◆ Reading text:
* * *

A high school resumé worth posting on the refrigerator: Three-sport athlete. Yearbook editor. Part-time employee. Full-time student. 4.0 gpa.
For Irene Moore, that’s just Page 1.
A self-proclaimed perfectionist, the King’s West senior is a letterman in basketball, volleyball and track and field.
She helped lead the 2007-08 King’s West girls basketball team to a fourth-place finish in the 2008 Class 2B Girls State Basketball Tournament, the school’s highest finish ever, and she medaled in four events at the 2008 Class 2B Track and Field Championships, breaking school records and capturing individual league championships along the way.
Moore has since picked up a part-time job, assumed responsibility of the school’s yearbook and maintained a perfect gpa.
“My strengths are probably my determination and work ethic,” Moore said Tuesday when asked how she wears so many hats. “If there’s somebody out there who’s better than me, I’m always going to give my best effort to either beat them or match them.”
That drive stems, in part, from Moore’s upbringing as the only female in a four-sibling family, having 21-, 22- and 24-year-old brothers.
“I was always the one who got picked on so I had to retaliate in some way,” she said. “Being the only girl, they always joked around that I should have been a little brother.”
Moore, 17, said her favorite sport is basketball, but her best sport in terms of postseason accolades is track and field.
In fact, she didn’t discover basketball until about seventh or eighth grade, when brother Stanley, 21, joined her at the YMCA to practice before school, often as early as 5 a.m.
“My mindset is kind of intense and competitive in the sports arena and that has a lot to do with my brother Stanley,” she said. “He basically taught me everything I know about basketball, other than what my coaches taught me.”
The Lady Warriors failed to reach the state tournament this past season and Moore said she didn’t realize how much she loved the game — and her teammates — until the season ended. She was selected to the All-SeaTac League First Team following both her junior and senior seasons, also being named the Seattle Times’ 2B Player of the Week multiple times.
“Definitely my love is basketball,” she said. “I really, really, really miss it. I miss the team. I miss being able to come down to the gym and work out with my team everyday.”
Now, Moore is focused on returning to the state track and field championships after medaling in four events — 100-meter hurdles, 300 hurdles, pole vault and 4X100 relay — in 2008.

* * *

◆ Material provided:
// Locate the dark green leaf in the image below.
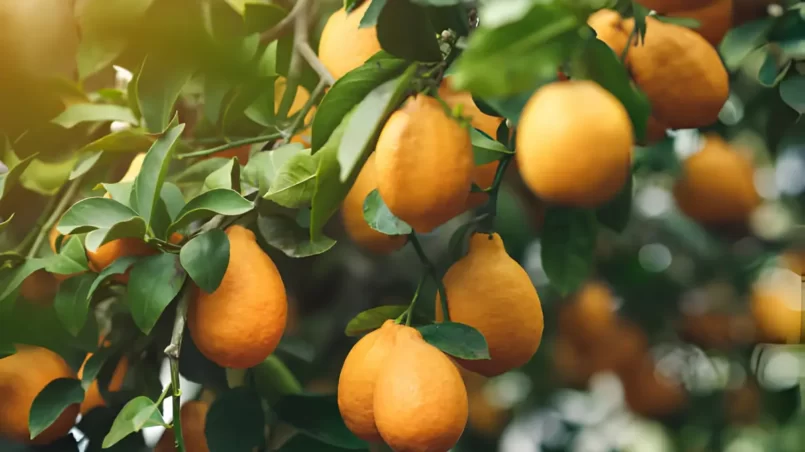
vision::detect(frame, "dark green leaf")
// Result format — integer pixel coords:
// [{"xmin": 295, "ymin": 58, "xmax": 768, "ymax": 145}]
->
[
  {"xmin": 103, "ymin": 396, "xmax": 165, "ymax": 449},
  {"xmin": 274, "ymin": 394, "xmax": 367, "ymax": 450},
  {"xmin": 338, "ymin": 66, "xmax": 416, "ymax": 185},
  {"xmin": 127, "ymin": 253, "xmax": 187, "ymax": 334},
  {"xmin": 53, "ymin": 273, "xmax": 95, "ymax": 336},
  {"xmin": 204, "ymin": 387, "xmax": 265, "ymax": 452},
  {"xmin": 344, "ymin": 306, "xmax": 408, "ymax": 336},
  {"xmin": 179, "ymin": 229, "xmax": 229, "ymax": 293},
  {"xmin": 51, "ymin": 104, "xmax": 137, "ymax": 129},
  {"xmin": 311, "ymin": 53, "xmax": 406, "ymax": 153},
  {"xmin": 541, "ymin": 207, "xmax": 598, "ymax": 295},
  {"xmin": 28, "ymin": 378, "xmax": 84, "ymax": 439},
  {"xmin": 417, "ymin": 322, "xmax": 489, "ymax": 360},
  {"xmin": 377, "ymin": 0, "xmax": 442, "ymax": 62},
  {"xmin": 130, "ymin": 124, "xmax": 184, "ymax": 225},
  {"xmin": 263, "ymin": 152, "xmax": 319, "ymax": 209},
  {"xmin": 363, "ymin": 189, "xmax": 413, "ymax": 235},
  {"xmin": 595, "ymin": 176, "xmax": 633, "ymax": 232},
  {"xmin": 257, "ymin": 215, "xmax": 335, "ymax": 258},
  {"xmin": 168, "ymin": 188, "xmax": 254, "ymax": 236}
]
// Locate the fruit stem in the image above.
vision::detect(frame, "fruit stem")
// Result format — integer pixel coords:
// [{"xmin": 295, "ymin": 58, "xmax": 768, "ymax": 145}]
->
[
  {"xmin": 165, "ymin": 284, "xmax": 191, "ymax": 452},
  {"xmin": 408, "ymin": 232, "xmax": 450, "ymax": 321},
  {"xmin": 176, "ymin": 132, "xmax": 282, "ymax": 160}
]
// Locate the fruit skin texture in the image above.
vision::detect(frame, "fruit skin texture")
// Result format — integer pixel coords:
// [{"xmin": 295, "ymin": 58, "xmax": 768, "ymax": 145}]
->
[
  {"xmin": 375, "ymin": 95, "xmax": 475, "ymax": 232},
  {"xmin": 319, "ymin": 2, "xmax": 381, "ymax": 80},
  {"xmin": 338, "ymin": 320, "xmax": 401, "ymax": 442},
  {"xmin": 78, "ymin": 353, "xmax": 129, "ymax": 415},
  {"xmin": 624, "ymin": 17, "xmax": 729, "ymax": 129},
  {"xmin": 154, "ymin": 400, "xmax": 210, "ymax": 452},
  {"xmin": 436, "ymin": 233, "xmax": 545, "ymax": 377},
  {"xmin": 439, "ymin": 77, "xmax": 503, "ymax": 209},
  {"xmin": 374, "ymin": 326, "xmax": 469, "ymax": 452},
  {"xmin": 0, "ymin": 345, "xmax": 78, "ymax": 444},
  {"xmin": 515, "ymin": 81, "xmax": 634, "ymax": 207},
  {"xmin": 341, "ymin": 154, "xmax": 406, "ymax": 254},
  {"xmin": 673, "ymin": 134, "xmax": 760, "ymax": 225},
  {"xmin": 187, "ymin": 225, "xmax": 288, "ymax": 369}
]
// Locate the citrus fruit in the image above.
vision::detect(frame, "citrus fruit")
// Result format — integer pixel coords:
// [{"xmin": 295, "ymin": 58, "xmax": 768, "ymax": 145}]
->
[
  {"xmin": 341, "ymin": 154, "xmax": 406, "ymax": 254},
  {"xmin": 0, "ymin": 345, "xmax": 78, "ymax": 444},
  {"xmin": 436, "ymin": 233, "xmax": 544, "ymax": 377},
  {"xmin": 624, "ymin": 17, "xmax": 729, "ymax": 129},
  {"xmin": 78, "ymin": 353, "xmax": 129, "ymax": 415},
  {"xmin": 374, "ymin": 326, "xmax": 468, "ymax": 452},
  {"xmin": 338, "ymin": 320, "xmax": 401, "ymax": 442},
  {"xmin": 439, "ymin": 77, "xmax": 503, "ymax": 209},
  {"xmin": 515, "ymin": 81, "xmax": 634, "ymax": 207},
  {"xmin": 187, "ymin": 225, "xmax": 288, "ymax": 369},
  {"xmin": 319, "ymin": 1, "xmax": 381, "ymax": 80},
  {"xmin": 674, "ymin": 134, "xmax": 760, "ymax": 225},
  {"xmin": 375, "ymin": 94, "xmax": 475, "ymax": 232},
  {"xmin": 154, "ymin": 400, "xmax": 210, "ymax": 452}
]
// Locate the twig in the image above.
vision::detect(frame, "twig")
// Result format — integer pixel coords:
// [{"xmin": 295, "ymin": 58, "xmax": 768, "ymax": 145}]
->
[
  {"xmin": 408, "ymin": 232, "xmax": 450, "ymax": 321},
  {"xmin": 27, "ymin": 177, "xmax": 83, "ymax": 259},
  {"xmin": 165, "ymin": 292, "xmax": 190, "ymax": 452},
  {"xmin": 176, "ymin": 132, "xmax": 282, "ymax": 160}
]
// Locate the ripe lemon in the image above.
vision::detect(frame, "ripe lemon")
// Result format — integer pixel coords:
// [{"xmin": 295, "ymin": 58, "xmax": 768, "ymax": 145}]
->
[
  {"xmin": 78, "ymin": 353, "xmax": 129, "ymax": 415},
  {"xmin": 375, "ymin": 95, "xmax": 475, "ymax": 232},
  {"xmin": 439, "ymin": 77, "xmax": 503, "ymax": 209},
  {"xmin": 187, "ymin": 225, "xmax": 288, "ymax": 369},
  {"xmin": 515, "ymin": 81, "xmax": 634, "ymax": 207},
  {"xmin": 0, "ymin": 345, "xmax": 78, "ymax": 444},
  {"xmin": 154, "ymin": 400, "xmax": 210, "ymax": 452},
  {"xmin": 319, "ymin": 1, "xmax": 381, "ymax": 80},
  {"xmin": 341, "ymin": 154, "xmax": 406, "ymax": 254},
  {"xmin": 374, "ymin": 327, "xmax": 469, "ymax": 452},
  {"xmin": 624, "ymin": 17, "xmax": 729, "ymax": 129},
  {"xmin": 674, "ymin": 134, "xmax": 760, "ymax": 225},
  {"xmin": 436, "ymin": 233, "xmax": 544, "ymax": 377},
  {"xmin": 338, "ymin": 320, "xmax": 401, "ymax": 442}
]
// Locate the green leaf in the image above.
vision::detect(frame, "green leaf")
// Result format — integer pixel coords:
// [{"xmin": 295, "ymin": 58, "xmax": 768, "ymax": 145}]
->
[
  {"xmin": 201, "ymin": 157, "xmax": 240, "ymax": 193},
  {"xmin": 338, "ymin": 65, "xmax": 416, "ymax": 185},
  {"xmin": 344, "ymin": 306, "xmax": 408, "ymax": 336},
  {"xmin": 470, "ymin": 128, "xmax": 513, "ymax": 166},
  {"xmin": 377, "ymin": 0, "xmax": 442, "ymax": 62},
  {"xmin": 168, "ymin": 188, "xmax": 254, "ymax": 237},
  {"xmin": 595, "ymin": 176, "xmax": 633, "ymax": 232},
  {"xmin": 103, "ymin": 396, "xmax": 165, "ymax": 449},
  {"xmin": 571, "ymin": 39, "xmax": 651, "ymax": 141},
  {"xmin": 257, "ymin": 215, "xmax": 335, "ymax": 258},
  {"xmin": 50, "ymin": 104, "xmax": 137, "ymax": 129},
  {"xmin": 179, "ymin": 229, "xmax": 229, "ymax": 293},
  {"xmin": 130, "ymin": 124, "xmax": 184, "ymax": 225},
  {"xmin": 263, "ymin": 152, "xmax": 319, "ymax": 209},
  {"xmin": 417, "ymin": 322, "xmax": 489, "ymax": 360},
  {"xmin": 137, "ymin": 55, "xmax": 195, "ymax": 133},
  {"xmin": 274, "ymin": 394, "xmax": 367, "ymax": 450},
  {"xmin": 311, "ymin": 54, "xmax": 406, "ymax": 153},
  {"xmin": 540, "ymin": 207, "xmax": 598, "ymax": 295},
  {"xmin": 53, "ymin": 273, "xmax": 95, "ymax": 336},
  {"xmin": 243, "ymin": 143, "xmax": 306, "ymax": 196},
  {"xmin": 363, "ymin": 189, "xmax": 413, "ymax": 235},
  {"xmin": 0, "ymin": 154, "xmax": 36, "ymax": 199},
  {"xmin": 28, "ymin": 378, "xmax": 84, "ymax": 439},
  {"xmin": 452, "ymin": 2, "xmax": 582, "ymax": 99},
  {"xmin": 127, "ymin": 253, "xmax": 187, "ymax": 334},
  {"xmin": 204, "ymin": 387, "xmax": 265, "ymax": 452},
  {"xmin": 79, "ymin": 129, "xmax": 154, "ymax": 153},
  {"xmin": 45, "ymin": 237, "xmax": 89, "ymax": 275},
  {"xmin": 780, "ymin": 75, "xmax": 805, "ymax": 114}
]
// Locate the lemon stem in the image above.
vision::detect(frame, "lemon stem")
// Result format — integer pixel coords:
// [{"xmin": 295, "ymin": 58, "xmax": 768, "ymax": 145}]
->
[{"xmin": 408, "ymin": 232, "xmax": 450, "ymax": 321}]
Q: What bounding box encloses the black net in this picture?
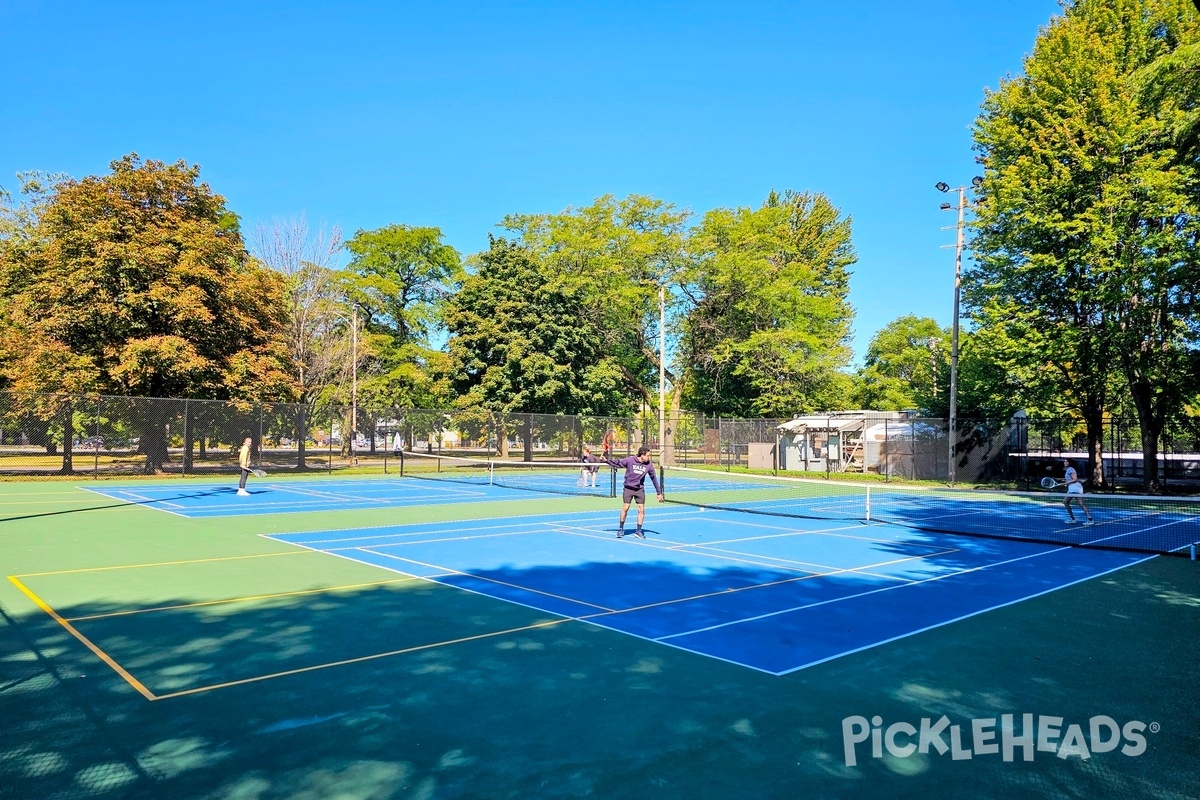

* * *

Carry on the article about Irene Moore past its last sentence. You won't need the entries here.

◆ Answer:
She believes she can medal four times this season, barring injury.
“I’ve always been a perfectionist and I don’t quit, it’s not in my nature to quit,” she said. “I see that with sports the most because it’s competitive and it’s something I can’t perfect.
“So I have to keep working at it until I can get it right. And you can never get it right, you can always improve. So that’s something that challenges me.”
But sports aren’t everything to Moore, who is currently enrolled in English, art, AP government, family living, and P.E. on top of her duties as editor of the yearbook.
She was actually forced to switch from AP calculus to art at the beginning of the year because art is a graduation requirement she neglected to fulfill while “taking all the hard classes.”
“It’s trying to maximize every minute of every day, but a lot of it has to do with just getting your work done,” said Moore of managing academics, sports and a job. “I’m not Einstein, I’m just diligent and responsible and get my work done.”
That work ethic is what those close to Moore, who works about 15 hours a week at Dairy Queen, say separates her from most student-athletes. She combines hard work with natural ability, choosing to combine the two rather than rely on one.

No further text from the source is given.